» HOW TO COMPLETE THIS TASK: Please quote only the lines that start at the one with "of the short" and go on to the last line of the data, both ends kept.

» EXTRACTED DATA:
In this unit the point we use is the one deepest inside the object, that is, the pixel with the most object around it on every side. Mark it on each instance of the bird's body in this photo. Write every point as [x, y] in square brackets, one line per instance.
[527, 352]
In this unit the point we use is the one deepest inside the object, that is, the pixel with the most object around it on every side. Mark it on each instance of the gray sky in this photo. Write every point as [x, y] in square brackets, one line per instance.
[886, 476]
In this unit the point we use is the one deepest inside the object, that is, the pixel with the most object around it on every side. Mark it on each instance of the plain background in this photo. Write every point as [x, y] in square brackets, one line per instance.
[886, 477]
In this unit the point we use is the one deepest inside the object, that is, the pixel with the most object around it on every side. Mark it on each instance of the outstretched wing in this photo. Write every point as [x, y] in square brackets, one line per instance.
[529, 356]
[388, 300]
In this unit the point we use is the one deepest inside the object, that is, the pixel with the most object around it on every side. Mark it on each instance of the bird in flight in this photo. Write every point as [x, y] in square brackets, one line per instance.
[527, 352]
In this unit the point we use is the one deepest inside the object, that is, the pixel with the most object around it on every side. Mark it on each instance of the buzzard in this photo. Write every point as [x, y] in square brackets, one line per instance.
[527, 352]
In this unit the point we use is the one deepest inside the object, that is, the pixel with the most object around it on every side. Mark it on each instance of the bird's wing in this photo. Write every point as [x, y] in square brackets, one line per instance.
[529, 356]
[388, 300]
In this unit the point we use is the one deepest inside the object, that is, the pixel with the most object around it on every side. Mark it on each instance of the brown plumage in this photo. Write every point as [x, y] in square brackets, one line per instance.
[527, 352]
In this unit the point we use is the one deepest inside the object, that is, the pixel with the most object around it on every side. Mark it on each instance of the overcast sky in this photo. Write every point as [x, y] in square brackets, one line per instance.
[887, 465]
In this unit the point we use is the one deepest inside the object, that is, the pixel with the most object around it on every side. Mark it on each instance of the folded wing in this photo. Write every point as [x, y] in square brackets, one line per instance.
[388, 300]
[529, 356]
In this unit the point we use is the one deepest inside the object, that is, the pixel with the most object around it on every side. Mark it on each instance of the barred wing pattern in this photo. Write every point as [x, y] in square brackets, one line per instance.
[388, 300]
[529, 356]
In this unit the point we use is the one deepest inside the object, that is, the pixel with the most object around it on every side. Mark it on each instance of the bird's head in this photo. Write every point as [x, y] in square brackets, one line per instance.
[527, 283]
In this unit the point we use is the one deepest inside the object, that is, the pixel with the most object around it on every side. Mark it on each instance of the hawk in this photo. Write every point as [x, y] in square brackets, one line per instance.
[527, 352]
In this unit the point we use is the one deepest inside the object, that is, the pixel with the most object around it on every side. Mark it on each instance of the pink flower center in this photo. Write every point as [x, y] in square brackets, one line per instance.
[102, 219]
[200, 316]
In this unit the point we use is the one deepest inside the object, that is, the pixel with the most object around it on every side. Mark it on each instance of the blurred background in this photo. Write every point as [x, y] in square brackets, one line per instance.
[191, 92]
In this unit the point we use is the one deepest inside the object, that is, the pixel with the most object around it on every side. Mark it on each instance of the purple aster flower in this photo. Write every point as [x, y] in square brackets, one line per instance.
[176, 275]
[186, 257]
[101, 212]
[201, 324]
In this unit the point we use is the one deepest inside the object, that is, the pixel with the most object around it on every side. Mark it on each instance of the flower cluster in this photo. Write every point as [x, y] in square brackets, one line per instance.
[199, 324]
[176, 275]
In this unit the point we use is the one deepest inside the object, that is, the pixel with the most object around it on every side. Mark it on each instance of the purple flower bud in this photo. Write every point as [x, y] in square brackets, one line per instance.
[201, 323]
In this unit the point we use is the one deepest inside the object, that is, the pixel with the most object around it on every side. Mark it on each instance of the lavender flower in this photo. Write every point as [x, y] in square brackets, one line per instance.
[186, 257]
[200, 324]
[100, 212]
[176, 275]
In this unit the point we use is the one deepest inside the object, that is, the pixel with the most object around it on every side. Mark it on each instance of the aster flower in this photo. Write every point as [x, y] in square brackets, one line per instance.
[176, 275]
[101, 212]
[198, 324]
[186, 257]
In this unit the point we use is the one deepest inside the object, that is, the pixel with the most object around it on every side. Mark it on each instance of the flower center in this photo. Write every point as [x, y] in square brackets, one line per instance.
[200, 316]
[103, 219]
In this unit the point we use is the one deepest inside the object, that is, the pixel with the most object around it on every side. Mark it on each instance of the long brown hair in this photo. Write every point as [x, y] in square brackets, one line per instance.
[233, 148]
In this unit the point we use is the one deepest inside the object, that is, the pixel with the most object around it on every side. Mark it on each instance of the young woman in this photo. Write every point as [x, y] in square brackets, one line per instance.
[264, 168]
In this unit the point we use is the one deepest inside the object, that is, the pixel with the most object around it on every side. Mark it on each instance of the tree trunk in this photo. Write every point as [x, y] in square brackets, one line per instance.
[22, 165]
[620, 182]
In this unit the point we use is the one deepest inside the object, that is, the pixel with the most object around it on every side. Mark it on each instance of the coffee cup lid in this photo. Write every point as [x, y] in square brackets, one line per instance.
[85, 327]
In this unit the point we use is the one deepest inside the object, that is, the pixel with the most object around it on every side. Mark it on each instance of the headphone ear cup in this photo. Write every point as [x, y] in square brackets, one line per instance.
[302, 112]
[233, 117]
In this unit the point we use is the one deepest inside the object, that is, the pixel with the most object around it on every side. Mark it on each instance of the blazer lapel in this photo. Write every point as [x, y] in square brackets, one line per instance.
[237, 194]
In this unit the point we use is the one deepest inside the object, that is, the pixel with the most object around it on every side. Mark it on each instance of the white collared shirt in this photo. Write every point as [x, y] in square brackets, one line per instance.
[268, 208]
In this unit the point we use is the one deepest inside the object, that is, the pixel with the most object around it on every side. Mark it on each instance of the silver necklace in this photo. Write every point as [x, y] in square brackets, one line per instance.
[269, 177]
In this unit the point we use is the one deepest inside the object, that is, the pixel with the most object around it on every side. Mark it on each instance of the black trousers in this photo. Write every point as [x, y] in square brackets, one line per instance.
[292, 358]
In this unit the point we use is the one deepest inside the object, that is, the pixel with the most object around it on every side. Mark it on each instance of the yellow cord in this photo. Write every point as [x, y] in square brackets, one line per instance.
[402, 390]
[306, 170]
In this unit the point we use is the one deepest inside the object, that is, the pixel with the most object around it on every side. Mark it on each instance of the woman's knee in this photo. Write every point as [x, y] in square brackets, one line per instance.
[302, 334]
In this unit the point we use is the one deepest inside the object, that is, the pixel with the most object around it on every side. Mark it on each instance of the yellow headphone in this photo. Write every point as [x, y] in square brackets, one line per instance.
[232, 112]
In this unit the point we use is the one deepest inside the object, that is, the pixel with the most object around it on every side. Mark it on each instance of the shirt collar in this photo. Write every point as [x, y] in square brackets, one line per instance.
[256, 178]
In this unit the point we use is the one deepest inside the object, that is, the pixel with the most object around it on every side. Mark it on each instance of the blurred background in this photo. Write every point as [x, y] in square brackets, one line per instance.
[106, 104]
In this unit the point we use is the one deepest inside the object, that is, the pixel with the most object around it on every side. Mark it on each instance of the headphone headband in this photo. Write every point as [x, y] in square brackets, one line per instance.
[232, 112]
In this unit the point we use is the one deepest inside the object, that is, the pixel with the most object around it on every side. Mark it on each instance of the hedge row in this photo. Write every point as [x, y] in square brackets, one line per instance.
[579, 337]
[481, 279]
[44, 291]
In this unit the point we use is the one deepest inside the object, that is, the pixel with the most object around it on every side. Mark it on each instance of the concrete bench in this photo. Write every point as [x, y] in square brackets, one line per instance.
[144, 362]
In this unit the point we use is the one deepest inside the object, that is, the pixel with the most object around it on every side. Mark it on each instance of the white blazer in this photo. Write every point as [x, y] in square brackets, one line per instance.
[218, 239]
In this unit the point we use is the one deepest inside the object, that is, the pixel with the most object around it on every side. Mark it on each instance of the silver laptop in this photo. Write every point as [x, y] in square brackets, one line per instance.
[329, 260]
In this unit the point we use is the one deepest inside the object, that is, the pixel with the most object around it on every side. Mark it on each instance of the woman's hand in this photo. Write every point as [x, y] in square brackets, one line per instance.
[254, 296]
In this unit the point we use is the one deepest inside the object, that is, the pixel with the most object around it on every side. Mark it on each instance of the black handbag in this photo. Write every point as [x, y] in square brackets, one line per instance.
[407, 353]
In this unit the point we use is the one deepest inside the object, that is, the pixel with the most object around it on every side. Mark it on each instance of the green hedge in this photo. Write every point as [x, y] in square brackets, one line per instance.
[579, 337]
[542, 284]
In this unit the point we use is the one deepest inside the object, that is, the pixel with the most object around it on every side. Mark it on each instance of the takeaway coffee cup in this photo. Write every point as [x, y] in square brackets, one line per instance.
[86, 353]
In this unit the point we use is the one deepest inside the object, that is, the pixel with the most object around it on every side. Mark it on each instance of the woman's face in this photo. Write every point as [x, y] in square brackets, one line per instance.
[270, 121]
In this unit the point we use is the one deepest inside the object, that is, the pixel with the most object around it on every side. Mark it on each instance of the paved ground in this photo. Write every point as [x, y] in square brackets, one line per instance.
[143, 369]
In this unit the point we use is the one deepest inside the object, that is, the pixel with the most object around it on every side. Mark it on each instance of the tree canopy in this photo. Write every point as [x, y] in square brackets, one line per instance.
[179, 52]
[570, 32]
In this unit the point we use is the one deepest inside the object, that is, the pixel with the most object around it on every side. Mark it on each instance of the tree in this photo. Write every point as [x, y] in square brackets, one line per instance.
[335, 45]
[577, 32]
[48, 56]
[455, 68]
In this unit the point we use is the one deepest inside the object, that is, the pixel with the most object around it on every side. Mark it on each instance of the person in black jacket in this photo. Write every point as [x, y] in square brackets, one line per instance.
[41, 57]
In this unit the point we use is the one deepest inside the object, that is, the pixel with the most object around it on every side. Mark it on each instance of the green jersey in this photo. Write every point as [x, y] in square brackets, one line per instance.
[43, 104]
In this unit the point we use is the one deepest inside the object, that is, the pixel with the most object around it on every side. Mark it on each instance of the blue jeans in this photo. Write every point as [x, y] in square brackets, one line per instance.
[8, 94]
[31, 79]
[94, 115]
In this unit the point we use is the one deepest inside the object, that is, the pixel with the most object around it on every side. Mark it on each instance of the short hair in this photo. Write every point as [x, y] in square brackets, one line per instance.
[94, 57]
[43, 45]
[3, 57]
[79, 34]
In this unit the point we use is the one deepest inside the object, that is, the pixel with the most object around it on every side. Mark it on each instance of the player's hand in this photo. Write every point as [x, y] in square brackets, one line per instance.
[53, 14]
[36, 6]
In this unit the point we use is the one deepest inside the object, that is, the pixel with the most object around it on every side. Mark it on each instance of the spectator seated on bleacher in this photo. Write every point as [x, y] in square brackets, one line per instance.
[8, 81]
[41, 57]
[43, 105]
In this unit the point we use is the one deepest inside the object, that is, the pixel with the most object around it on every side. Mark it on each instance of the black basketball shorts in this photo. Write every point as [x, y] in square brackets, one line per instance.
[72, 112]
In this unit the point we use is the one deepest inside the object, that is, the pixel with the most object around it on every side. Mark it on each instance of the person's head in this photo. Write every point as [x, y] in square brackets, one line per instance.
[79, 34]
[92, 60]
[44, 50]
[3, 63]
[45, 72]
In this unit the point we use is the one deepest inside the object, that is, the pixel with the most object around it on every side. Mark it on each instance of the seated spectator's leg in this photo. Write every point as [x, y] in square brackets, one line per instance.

» ANSWER:
In this unit the point we use is the one deepest inside the object, that is, the pixel with the most object around it on every side. Mark it on each instance of the short hair in this photo. Write every point as [x, y] in square brackets, one line per instance.
[94, 57]
[43, 45]
[3, 57]
[79, 34]
In this unit the point we use is the one deepest inside the object, that is, the pixel with the most object around it on every side. Mark it on each instance of the player's hand in this photo. Write every point as [x, y] in square brackets, one line per instance.
[53, 14]
[36, 6]
In this unit the point we use is the one deepest inside the object, that is, the pixel with the most object around it on every side. Mark it on each instance of the spectator seated on bleacher in this photo. Write every point as [x, y] in square brackets, one line per instance.
[8, 81]
[41, 57]
[43, 105]
In this unit the point we use is the one deepest inside the object, that is, the pixel with the most object around it on every side. Mark it on each instance of the black basketball shorts in this photo. Write every point as [x, y] in square brackets, one line per instance.
[72, 112]
In this unit the point we use is the one deepest inside the object, that is, the pixel with the most object around it on every side. Mark it on each instance of the person's head in this photo. Write every point as [x, y] in square brackets, one line per instance.
[79, 34]
[92, 60]
[44, 50]
[3, 63]
[45, 72]
In this unit the point we use is the one deepest inside the object, that is, the pixel with the most object around it on every side. Mark it on each instance of the seated spectator's leg in this photo. Write every point as [x, y] in square brackets, one line per instance.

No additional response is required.